▶ WHAT YOU WILL DO
Your task is to transcribe all of the records exactly and leave out the pictures.

▶ SUPPLIED ENTRIES

━━━━━━━━━━━━━━━━━━━━━━━━━━━━━━

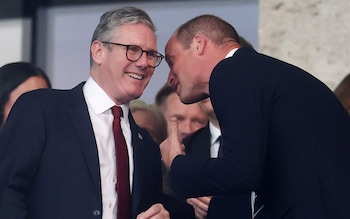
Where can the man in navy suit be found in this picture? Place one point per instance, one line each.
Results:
(205, 144)
(57, 154)
(285, 135)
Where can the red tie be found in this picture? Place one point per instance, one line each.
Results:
(122, 163)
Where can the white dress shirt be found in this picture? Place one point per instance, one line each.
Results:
(99, 105)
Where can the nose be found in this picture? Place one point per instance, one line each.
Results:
(143, 60)
(171, 79)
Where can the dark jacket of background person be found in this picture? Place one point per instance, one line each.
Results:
(221, 206)
(285, 136)
(13, 75)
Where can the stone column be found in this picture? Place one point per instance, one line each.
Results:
(312, 34)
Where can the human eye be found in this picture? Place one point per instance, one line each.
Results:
(152, 54)
(169, 61)
(134, 49)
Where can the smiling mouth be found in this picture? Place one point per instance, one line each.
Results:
(135, 76)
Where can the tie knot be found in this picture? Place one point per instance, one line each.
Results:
(117, 111)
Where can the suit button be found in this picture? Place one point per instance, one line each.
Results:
(96, 213)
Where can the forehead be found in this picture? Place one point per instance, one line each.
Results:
(136, 34)
(175, 106)
(173, 46)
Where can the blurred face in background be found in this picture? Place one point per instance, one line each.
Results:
(31, 83)
(190, 117)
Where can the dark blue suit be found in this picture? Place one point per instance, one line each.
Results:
(49, 165)
(221, 206)
(285, 136)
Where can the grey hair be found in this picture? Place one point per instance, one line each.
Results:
(111, 20)
(216, 29)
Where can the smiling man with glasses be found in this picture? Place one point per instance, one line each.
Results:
(58, 154)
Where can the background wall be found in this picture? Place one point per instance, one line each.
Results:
(15, 43)
(64, 35)
(313, 35)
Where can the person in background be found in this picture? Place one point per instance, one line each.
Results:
(190, 117)
(15, 79)
(284, 133)
(60, 149)
(342, 91)
(150, 118)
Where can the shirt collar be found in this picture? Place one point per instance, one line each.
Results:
(215, 133)
(99, 101)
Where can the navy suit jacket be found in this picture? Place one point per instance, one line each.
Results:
(285, 136)
(221, 206)
(49, 166)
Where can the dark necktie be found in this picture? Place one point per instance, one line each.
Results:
(122, 163)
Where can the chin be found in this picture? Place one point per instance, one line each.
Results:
(194, 98)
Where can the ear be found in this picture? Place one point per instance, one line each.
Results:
(199, 42)
(97, 51)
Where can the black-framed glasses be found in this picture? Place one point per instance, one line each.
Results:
(134, 53)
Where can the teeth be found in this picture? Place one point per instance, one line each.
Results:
(136, 76)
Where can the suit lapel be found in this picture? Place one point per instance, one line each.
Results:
(80, 118)
(138, 175)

━━━━━━━━━━━━━━━━━━━━━━━━━━━━━━

▶ FULL OUTPUT
Where can the man in navy suit be found in this picture? Place one point per instance, one line each.
Results:
(205, 144)
(57, 154)
(285, 135)
Where can the red tie be found in this picture? Place one point per instance, one line each.
Results:
(122, 163)
Where can the white dress shirt be found in this picture? Place one point per instance, one line each.
Results:
(99, 105)
Where can the nose be found in this picture? Place one point per instance, one line each.
Results:
(143, 60)
(171, 79)
Where can the dark jacket of background person be found in this picture? Place one point per instance, one line each.
Results:
(221, 206)
(285, 136)
(13, 75)
Where can the stone column be found in this picture? Place one point per instance, one line each.
Results:
(312, 34)
Where can the human eye be found in this picture? Place one point per instance, one line each.
Results:
(152, 54)
(169, 61)
(134, 49)
Where can the smiling mouth be found in this picture? Place one point per instance, one line each.
Results:
(135, 76)
Where can the tie knot be found in this picture? Place one point per instance, one line each.
Results:
(117, 111)
Where can the suit button be found in this picture? Place one point per instance, one line each.
Results:
(96, 213)
Where can the forehead be found in this picture? Place one point per instance, one line each.
Results:
(136, 34)
(175, 106)
(173, 46)
Where can the blurred face in background be found in this picture? Place one point per instance, one line each.
Results:
(31, 83)
(190, 117)
Where can the dark blue suit be found in this picture? Place one point per instance, one line each.
Results:
(49, 165)
(221, 206)
(285, 136)
Where can the grey hair be found in this picture? Place one point per instance, one line each.
Results:
(111, 20)
(216, 29)
Where can the smiling man with glasses be found in this picture? Place one point per instance, one line each.
Results:
(58, 154)
Where can the background wall be found in this picture? Place one point per instance, one line each.
Results:
(15, 43)
(64, 35)
(313, 35)
Where can the person in background be found in this picture? Place one point per instance, one line each.
Results:
(190, 117)
(15, 79)
(284, 133)
(60, 149)
(342, 91)
(150, 118)
Where can the shirt collar be found in this picture? Place one point per instance, one line each.
Results:
(215, 133)
(99, 101)
Where can the navy suit jacket be found in this picture? Place one point per instance, one line each.
Results:
(285, 136)
(221, 206)
(49, 166)
Where can the dark necktie be found in this picture? Place one point per instance, one line each.
Results:
(122, 163)
Where can the chin be found in this picture? Place one point per instance, one line each.
Results:
(194, 98)
Where can the ear be found in this picture? Place one point per instance, one line each.
Results:
(199, 42)
(97, 51)
Where can the black-framed glasses be found in this picture? Place one point per instance, one line each.
Results:
(134, 53)
Where can the teeth be found in this picture? Place one point per instance, one line each.
Results:
(136, 76)
Where can the suit lapel be found in this picture? Place one point per instance, one line each.
Results:
(80, 118)
(138, 175)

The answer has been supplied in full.